WHAT THE TASK ASKS: Across the entries below, how many lines contain the string "Query"? Only the number is wanted.

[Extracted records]
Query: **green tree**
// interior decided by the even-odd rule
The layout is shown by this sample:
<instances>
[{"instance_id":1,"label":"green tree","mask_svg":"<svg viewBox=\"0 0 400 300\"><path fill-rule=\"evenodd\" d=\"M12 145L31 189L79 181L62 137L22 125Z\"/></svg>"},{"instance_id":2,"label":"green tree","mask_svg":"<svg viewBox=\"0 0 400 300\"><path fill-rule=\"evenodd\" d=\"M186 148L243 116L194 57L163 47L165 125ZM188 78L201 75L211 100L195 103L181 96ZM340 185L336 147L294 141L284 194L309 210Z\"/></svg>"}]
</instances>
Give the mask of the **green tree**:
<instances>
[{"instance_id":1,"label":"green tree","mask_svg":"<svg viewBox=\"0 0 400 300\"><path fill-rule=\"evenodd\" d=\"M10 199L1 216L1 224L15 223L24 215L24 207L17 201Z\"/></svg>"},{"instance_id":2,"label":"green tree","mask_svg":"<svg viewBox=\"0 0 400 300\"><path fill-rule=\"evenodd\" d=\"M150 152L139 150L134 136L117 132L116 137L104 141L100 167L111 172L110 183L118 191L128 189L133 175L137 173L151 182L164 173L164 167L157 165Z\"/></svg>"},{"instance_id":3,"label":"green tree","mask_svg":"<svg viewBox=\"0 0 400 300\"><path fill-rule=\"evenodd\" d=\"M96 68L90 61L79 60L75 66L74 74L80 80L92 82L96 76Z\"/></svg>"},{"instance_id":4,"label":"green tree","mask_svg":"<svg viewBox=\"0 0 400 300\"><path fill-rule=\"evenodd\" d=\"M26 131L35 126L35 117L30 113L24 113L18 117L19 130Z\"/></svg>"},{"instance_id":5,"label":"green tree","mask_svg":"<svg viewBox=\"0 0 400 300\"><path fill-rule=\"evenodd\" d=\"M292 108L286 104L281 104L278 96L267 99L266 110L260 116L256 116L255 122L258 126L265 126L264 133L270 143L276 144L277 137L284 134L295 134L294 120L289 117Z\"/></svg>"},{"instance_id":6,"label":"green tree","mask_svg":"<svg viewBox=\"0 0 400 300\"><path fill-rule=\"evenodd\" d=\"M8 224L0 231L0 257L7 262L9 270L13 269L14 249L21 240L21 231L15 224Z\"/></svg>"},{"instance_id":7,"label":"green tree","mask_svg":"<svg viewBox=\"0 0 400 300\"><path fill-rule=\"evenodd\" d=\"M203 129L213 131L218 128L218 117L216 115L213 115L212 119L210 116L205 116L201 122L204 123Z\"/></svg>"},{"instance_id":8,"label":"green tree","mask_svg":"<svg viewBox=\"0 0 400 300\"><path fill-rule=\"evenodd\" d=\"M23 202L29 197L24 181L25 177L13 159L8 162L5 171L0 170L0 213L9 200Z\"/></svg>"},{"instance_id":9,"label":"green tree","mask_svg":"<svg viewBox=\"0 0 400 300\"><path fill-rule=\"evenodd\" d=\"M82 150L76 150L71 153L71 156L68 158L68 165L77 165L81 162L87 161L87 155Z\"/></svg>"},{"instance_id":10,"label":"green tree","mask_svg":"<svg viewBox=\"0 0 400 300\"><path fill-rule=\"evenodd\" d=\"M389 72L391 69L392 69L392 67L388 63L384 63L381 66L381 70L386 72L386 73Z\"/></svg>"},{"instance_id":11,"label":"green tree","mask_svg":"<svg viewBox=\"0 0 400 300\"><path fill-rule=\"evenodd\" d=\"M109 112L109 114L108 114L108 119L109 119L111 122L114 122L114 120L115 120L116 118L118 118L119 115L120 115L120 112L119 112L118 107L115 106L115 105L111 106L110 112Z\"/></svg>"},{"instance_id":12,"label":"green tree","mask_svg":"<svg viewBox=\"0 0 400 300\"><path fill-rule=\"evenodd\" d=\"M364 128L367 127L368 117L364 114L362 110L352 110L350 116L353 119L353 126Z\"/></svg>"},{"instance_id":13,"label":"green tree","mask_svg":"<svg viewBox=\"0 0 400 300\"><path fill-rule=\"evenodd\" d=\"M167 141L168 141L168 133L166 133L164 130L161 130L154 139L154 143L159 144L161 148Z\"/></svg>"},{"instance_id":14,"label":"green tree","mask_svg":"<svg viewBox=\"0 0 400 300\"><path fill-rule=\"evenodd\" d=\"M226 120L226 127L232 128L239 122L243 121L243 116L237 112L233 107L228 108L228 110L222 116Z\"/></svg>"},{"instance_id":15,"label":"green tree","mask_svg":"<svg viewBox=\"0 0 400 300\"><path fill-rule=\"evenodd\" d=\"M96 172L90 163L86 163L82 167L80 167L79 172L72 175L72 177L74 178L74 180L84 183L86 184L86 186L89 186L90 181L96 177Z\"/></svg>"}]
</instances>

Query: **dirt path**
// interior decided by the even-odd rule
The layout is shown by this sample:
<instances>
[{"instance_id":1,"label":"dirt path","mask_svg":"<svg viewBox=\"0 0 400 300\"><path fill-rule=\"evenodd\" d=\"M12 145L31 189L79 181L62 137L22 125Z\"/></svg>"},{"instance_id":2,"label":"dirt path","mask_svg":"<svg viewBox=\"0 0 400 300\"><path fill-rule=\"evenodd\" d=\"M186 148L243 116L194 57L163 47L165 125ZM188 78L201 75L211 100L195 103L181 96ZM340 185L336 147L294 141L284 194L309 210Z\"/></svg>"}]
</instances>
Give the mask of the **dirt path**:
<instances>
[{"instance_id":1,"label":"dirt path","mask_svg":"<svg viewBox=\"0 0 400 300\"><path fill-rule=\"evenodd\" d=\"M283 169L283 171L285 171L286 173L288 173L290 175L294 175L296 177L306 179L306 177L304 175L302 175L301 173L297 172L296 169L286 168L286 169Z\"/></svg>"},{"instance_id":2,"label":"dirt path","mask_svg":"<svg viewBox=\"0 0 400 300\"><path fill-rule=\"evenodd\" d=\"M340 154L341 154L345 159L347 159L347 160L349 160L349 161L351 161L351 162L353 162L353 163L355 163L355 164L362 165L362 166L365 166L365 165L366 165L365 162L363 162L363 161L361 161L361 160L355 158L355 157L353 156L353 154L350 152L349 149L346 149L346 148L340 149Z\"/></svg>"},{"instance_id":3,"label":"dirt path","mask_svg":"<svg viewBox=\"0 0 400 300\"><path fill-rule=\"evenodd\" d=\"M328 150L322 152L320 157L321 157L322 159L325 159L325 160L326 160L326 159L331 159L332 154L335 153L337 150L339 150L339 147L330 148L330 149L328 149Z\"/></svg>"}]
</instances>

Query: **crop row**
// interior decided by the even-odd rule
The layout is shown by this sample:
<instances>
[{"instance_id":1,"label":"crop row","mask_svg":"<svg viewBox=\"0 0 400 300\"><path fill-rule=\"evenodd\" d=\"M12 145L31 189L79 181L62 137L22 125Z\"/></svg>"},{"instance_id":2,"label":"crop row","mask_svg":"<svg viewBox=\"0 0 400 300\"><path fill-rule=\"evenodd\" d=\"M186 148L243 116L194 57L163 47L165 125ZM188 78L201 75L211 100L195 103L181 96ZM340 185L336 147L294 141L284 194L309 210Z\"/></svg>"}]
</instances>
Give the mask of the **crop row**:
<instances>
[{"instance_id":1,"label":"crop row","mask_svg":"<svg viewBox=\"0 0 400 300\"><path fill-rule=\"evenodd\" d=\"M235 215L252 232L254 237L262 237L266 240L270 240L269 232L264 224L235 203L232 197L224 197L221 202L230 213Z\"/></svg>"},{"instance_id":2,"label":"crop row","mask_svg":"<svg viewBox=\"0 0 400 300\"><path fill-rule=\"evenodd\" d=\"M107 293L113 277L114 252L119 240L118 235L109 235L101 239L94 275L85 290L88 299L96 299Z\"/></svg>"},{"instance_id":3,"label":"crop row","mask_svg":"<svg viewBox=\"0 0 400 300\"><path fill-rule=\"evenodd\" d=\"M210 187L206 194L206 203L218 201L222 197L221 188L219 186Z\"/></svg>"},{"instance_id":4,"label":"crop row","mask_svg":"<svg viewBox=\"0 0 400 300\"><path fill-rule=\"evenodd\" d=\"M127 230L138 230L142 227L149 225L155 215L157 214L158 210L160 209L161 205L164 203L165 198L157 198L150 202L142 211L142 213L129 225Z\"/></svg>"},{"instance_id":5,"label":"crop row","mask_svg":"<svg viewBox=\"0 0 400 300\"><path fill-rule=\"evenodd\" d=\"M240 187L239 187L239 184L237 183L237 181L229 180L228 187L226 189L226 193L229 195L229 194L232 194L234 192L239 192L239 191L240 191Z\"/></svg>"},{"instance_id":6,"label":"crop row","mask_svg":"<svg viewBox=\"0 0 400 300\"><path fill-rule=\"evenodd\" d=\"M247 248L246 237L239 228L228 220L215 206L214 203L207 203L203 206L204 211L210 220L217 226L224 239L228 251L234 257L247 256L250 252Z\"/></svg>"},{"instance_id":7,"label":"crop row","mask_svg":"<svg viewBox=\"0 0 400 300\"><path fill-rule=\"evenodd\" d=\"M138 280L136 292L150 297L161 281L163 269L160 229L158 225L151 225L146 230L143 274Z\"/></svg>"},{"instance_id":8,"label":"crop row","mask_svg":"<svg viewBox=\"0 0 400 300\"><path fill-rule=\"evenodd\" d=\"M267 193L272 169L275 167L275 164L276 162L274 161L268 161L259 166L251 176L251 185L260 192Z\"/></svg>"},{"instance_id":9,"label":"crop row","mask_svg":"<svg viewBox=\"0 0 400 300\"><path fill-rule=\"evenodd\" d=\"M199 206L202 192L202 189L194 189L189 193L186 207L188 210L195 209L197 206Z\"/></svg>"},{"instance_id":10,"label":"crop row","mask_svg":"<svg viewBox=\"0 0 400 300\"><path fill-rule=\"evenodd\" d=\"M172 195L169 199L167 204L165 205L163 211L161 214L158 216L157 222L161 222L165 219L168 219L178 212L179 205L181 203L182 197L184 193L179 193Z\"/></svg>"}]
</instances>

ANSWER SPACE: 3